Assignment> Beginning with the line containing "wiper in the photo above." and ending with the last line of the entries below, copy each line exactly and nothing else.
╭─ Data to examine
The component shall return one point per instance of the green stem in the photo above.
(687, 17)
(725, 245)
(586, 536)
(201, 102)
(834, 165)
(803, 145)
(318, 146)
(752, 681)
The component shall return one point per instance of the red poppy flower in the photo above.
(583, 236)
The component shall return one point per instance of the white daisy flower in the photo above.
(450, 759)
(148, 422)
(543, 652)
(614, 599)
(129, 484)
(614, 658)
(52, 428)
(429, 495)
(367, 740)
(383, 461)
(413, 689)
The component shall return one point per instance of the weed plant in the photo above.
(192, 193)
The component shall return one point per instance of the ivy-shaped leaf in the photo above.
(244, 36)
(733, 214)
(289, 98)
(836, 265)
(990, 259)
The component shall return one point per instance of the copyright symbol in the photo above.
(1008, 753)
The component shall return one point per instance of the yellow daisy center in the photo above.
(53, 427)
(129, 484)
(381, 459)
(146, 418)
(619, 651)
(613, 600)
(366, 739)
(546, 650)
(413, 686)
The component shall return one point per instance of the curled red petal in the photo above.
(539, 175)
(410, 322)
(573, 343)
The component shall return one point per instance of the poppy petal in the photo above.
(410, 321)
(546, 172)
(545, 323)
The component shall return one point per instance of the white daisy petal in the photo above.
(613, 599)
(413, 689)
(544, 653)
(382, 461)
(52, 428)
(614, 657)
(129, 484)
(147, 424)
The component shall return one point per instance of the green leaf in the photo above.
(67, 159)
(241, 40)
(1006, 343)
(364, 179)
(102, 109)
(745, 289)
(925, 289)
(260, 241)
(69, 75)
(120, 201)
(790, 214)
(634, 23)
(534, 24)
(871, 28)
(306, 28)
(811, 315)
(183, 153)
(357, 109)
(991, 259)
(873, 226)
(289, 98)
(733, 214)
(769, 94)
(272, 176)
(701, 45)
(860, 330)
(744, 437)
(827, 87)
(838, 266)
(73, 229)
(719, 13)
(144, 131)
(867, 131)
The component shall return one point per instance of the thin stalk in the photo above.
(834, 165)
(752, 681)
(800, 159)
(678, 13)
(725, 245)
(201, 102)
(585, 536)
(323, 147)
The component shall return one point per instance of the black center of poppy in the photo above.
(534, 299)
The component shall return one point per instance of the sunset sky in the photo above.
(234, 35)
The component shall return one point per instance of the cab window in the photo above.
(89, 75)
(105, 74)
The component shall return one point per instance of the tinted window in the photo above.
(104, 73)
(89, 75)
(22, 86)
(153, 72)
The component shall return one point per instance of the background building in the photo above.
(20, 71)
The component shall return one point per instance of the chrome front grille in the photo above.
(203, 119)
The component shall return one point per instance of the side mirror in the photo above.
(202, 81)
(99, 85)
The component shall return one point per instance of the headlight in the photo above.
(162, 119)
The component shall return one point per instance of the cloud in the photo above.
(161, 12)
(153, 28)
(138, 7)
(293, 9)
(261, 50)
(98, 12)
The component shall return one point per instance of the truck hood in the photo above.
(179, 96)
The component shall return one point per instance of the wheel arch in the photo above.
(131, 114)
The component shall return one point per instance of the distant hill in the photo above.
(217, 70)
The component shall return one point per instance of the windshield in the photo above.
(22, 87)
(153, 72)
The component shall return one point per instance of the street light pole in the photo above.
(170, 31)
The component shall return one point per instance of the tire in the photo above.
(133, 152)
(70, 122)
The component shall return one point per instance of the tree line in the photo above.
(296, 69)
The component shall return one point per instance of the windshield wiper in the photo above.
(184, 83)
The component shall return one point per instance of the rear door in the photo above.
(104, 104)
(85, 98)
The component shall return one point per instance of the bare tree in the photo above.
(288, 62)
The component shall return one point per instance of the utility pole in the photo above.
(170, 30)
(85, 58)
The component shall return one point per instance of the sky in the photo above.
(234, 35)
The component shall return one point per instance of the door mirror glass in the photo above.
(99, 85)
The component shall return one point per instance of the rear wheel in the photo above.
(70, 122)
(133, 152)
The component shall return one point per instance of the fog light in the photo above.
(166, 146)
╰─
Response area>
The component shall return one point per instance of the windshield wiper in the photo above.
(184, 83)
The component shall return one point per instance of the rear door in the photo above.
(104, 104)
(85, 98)
The component shall return one point per instance of the bare tree in the photo above.
(288, 62)
The component shall return one point per instance of the utility pole in the photo above.
(170, 30)
(85, 58)
The component shall return one point per instance of the sky in the photo above.
(234, 35)
The component shall return one point per instance of the door mirror glass in the photo above.
(99, 85)
The component shall return one point per instance of the rear wheel in the photo above.
(70, 122)
(133, 152)
The component shall return one point per instance of the fog light in the photo above.
(166, 146)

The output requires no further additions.